ARTICLE:
··········

(2.4.2) MIPS R10000

Kenneth C. Yeager. The MIPS R10000 Superscalar Microprocessor, IEEE Micro, April 1996, pp. 28-40. IEEE Xplore link

Look at the paper for figures. This paper is the coolest, in that it pretty much explains all that that goes into an out of order processor in enuf detail (Hardwarewise). You should read this paper fully 100 times.

Specs

Fetch and decode 4 instr per cycle.

speculate four-entry branch stack.

dynamic out-of-order exec

in-order graduation (precise exceptions)

Exec units Pipeline

Nonblocking load/store unit.

dual 64-bit int ALU

FPU

pipelined adder with 2 cycle latency

multi with 2 cycle latency

hierarchical, nonblocking mem subsystem

on chip 2 way associative primary caches

external 2 way assos sec cache

64 bit multiproc sysif with split transaction protocol

Pipeline

Stage 1 : Fetches and Aligns (4 instr)

Stage 2 : Decode and rename (target address for branch and jump)

Stage 3 : Move to Queue and check if all operands ready (Wait here till ready)

Stage 4-7 : Exec

Int and FP have independent register files.

Instruction Fetch

fetch and decode at higher bandwidth than exec

keep the queues full.

and many instrs are discarded as mispredictions happen.

16 word cache line => fetch 16 instrc, aligner picks 4. in 0,1,2,3 order with a rotate (dependency logic minimization)

Branch Unit

addr[11:3] > 512 entry branch history table, 2-bit algo.

87% on spec 92.

delay slot instr executed. no advantage in ooo, but backward compatibility.

Branch Stack

> Saves state in a 4-entry branch stack.

(i) Alternate branch address

(ii) complete! copies of integer and fp map tables.

(iii) misc control bits

Branch Verif

Fetching along mispredicted paths > unneeded Cache refills! Its kind of okay because eventually this might be used.

4-bit branch mask accompanies each instr (on the queue and exec pipe). pending verification. if mispredicted, abort

Decoding Logic

Stops when queue/active list is full.

Hi and Lo for multiply and divide => 2 register writes => exception handling is difficult.

control register modify execute serially. (mostly in OS kernel).

dependencies : register operands, memory address, condition bits.

logical register numebrs into physcial-register numbers.

instruction order is taken care of.

Each physical register is written exactly once after assignment from the free list.

··········

ENTRIES SUPPLIED:
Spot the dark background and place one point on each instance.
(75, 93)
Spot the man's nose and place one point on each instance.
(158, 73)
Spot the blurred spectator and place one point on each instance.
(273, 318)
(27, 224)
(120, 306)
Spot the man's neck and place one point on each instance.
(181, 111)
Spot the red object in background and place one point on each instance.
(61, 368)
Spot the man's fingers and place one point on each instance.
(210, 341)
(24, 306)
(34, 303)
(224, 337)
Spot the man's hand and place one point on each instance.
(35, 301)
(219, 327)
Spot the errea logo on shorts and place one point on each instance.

··········

DESCRIPTION OF THE TASK:
Please reproduce word for word everything in the MIPS R10000 notes from "and many instrs" down to "on spec 92.".

REPLY:
and many instrs are discarded as mispredictions happen.

16 word cache line => fetch 16 instrc, aligner picks 4. in 0,1,2,3 order with a rotate (dependency logic minimization)

Branch Unit

addr[11:3] > 512 entry branch history table, 2-bit algo.

87% on spec 92.